GIVEN REQUEST: Reproduce every line from the start of the entries down to the line containing "233 39 L 231", with both ends included and nothing altered.
╭─ ENTRIES PROVIDED
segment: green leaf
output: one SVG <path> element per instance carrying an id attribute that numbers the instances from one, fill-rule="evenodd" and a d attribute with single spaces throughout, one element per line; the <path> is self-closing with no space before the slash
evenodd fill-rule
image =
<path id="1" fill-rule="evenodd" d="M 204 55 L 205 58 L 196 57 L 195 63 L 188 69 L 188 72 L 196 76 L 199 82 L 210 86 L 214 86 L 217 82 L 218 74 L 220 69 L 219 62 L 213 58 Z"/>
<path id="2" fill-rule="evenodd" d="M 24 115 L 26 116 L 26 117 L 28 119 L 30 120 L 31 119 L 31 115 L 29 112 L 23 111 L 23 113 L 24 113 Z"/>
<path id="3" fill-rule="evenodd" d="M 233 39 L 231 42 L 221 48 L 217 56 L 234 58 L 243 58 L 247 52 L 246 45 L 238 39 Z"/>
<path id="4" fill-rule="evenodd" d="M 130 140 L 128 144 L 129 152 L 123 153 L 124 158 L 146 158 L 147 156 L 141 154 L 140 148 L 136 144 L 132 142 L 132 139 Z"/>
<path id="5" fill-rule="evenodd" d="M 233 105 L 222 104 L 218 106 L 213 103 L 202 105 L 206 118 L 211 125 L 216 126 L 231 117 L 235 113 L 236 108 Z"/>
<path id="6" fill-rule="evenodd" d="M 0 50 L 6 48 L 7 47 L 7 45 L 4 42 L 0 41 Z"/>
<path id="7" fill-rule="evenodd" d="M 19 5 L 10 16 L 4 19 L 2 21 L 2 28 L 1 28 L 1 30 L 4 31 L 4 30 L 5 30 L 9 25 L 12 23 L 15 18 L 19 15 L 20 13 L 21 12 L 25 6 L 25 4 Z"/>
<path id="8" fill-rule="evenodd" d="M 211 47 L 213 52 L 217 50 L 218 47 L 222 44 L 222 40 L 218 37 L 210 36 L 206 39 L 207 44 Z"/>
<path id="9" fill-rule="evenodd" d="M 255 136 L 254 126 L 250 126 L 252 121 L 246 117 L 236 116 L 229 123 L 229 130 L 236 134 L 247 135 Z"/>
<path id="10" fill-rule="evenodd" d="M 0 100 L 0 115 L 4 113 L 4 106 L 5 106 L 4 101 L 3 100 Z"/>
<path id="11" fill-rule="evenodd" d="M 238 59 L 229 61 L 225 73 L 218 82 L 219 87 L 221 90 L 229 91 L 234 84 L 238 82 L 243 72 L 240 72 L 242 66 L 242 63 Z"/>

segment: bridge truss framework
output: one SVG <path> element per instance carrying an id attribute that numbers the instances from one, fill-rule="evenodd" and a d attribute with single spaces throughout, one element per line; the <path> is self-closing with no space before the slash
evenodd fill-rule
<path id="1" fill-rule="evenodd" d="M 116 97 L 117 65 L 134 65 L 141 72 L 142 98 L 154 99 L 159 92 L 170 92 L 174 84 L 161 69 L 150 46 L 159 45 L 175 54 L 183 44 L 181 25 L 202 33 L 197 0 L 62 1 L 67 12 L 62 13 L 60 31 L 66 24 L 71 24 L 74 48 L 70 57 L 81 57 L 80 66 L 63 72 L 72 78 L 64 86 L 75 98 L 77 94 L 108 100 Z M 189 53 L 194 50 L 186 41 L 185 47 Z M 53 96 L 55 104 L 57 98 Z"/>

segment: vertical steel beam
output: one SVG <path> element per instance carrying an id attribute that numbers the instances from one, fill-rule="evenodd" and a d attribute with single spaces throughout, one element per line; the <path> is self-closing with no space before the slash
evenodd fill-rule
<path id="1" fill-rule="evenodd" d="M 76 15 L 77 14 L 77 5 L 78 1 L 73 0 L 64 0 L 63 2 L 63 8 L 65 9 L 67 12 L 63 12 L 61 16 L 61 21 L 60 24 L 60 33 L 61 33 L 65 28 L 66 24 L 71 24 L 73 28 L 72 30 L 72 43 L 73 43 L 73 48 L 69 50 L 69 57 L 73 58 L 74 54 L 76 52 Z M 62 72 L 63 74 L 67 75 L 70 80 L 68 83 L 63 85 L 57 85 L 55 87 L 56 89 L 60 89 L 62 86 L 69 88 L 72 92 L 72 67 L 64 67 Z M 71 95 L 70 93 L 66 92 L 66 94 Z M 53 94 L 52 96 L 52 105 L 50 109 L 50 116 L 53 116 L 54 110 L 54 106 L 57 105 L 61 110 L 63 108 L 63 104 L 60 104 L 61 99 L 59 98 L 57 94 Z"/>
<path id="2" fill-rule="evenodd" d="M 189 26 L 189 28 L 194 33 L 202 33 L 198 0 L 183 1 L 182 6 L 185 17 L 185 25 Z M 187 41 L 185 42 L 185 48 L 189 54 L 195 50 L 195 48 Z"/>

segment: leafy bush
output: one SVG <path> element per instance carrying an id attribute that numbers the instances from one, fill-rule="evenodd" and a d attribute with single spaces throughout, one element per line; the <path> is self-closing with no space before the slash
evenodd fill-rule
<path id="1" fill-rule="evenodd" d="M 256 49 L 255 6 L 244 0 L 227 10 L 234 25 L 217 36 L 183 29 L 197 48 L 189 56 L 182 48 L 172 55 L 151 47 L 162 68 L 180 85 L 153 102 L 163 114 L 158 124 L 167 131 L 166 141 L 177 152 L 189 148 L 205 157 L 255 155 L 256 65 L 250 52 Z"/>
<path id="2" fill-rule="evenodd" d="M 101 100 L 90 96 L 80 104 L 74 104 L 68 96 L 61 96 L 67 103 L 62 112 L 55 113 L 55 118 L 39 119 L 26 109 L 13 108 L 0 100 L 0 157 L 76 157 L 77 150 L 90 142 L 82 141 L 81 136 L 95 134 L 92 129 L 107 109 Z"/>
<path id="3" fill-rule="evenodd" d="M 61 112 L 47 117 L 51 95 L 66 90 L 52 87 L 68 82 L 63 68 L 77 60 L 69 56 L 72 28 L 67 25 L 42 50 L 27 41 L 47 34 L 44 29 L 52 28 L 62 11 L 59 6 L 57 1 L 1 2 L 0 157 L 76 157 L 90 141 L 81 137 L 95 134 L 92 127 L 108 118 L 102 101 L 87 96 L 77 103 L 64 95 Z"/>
╰─
CORRECT RESPONSE:
segment: green leaf
output: one SVG <path> element per instance carrying an id attribute that numbers the instances from one, fill-rule="evenodd" and a d attribute with single spaces throughout, one element per line; the <path> is self-closing with no space before the slash
evenodd fill-rule
image =
<path id="1" fill-rule="evenodd" d="M 204 55 L 205 58 L 196 57 L 195 63 L 188 69 L 188 72 L 196 76 L 199 82 L 210 86 L 214 86 L 217 82 L 218 74 L 220 69 L 219 62 L 213 58 Z"/>
<path id="2" fill-rule="evenodd" d="M 24 115 L 26 116 L 26 117 L 28 119 L 30 120 L 31 119 L 31 115 L 29 112 L 23 111 L 23 113 L 24 113 Z"/>
<path id="3" fill-rule="evenodd" d="M 233 39 L 231 42 L 221 48 L 217 56 L 234 58 L 243 58 L 247 52 L 246 45 L 238 39 Z"/>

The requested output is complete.